**Stated task:** Rewrite all of the records with every "sample to show the layout" replaced by "example of the format", and leave everything else unchanged.

**Exercise data:**

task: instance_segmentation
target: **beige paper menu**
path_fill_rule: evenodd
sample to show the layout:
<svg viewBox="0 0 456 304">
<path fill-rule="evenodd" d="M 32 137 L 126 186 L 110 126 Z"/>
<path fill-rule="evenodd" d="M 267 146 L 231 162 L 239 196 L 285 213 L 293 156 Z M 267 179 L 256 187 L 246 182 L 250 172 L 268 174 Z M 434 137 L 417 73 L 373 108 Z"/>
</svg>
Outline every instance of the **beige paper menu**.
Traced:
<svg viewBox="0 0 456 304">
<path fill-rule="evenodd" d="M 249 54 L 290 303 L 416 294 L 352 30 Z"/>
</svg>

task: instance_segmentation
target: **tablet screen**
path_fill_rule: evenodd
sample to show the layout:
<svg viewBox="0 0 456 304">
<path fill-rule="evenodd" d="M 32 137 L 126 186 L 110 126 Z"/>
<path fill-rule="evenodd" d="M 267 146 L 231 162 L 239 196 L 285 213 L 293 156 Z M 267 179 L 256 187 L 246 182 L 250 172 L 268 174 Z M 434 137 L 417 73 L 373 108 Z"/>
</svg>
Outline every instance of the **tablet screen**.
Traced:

**Solution for this task:**
task: instance_segmentation
target: **beige paper menu**
path_fill_rule: evenodd
example of the format:
<svg viewBox="0 0 456 304">
<path fill-rule="evenodd" d="M 32 137 L 126 186 L 110 126 Z"/>
<path fill-rule="evenodd" d="M 267 146 L 231 162 L 239 196 L 285 213 L 293 156 Z M 267 179 L 256 187 L 246 182 L 250 172 L 268 174 Z M 434 137 L 417 73 L 373 108 Z"/>
</svg>
Outline every instance of the **beige paper menu**.
Traced:
<svg viewBox="0 0 456 304">
<path fill-rule="evenodd" d="M 249 54 L 290 303 L 416 294 L 352 30 Z"/>
</svg>

task: instance_segmentation
target: **tablet screen**
path_fill_rule: evenodd
example of the format:
<svg viewBox="0 0 456 304">
<path fill-rule="evenodd" d="M 32 137 L 126 186 L 110 126 Z"/>
<path fill-rule="evenodd" d="M 267 146 L 231 162 L 239 196 L 285 213 L 293 156 Z M 267 179 L 256 187 L 246 182 L 250 172 L 268 174 Z M 434 137 L 417 73 L 373 108 Z"/>
</svg>
Outline every instance of the **tablet screen**.
Traced:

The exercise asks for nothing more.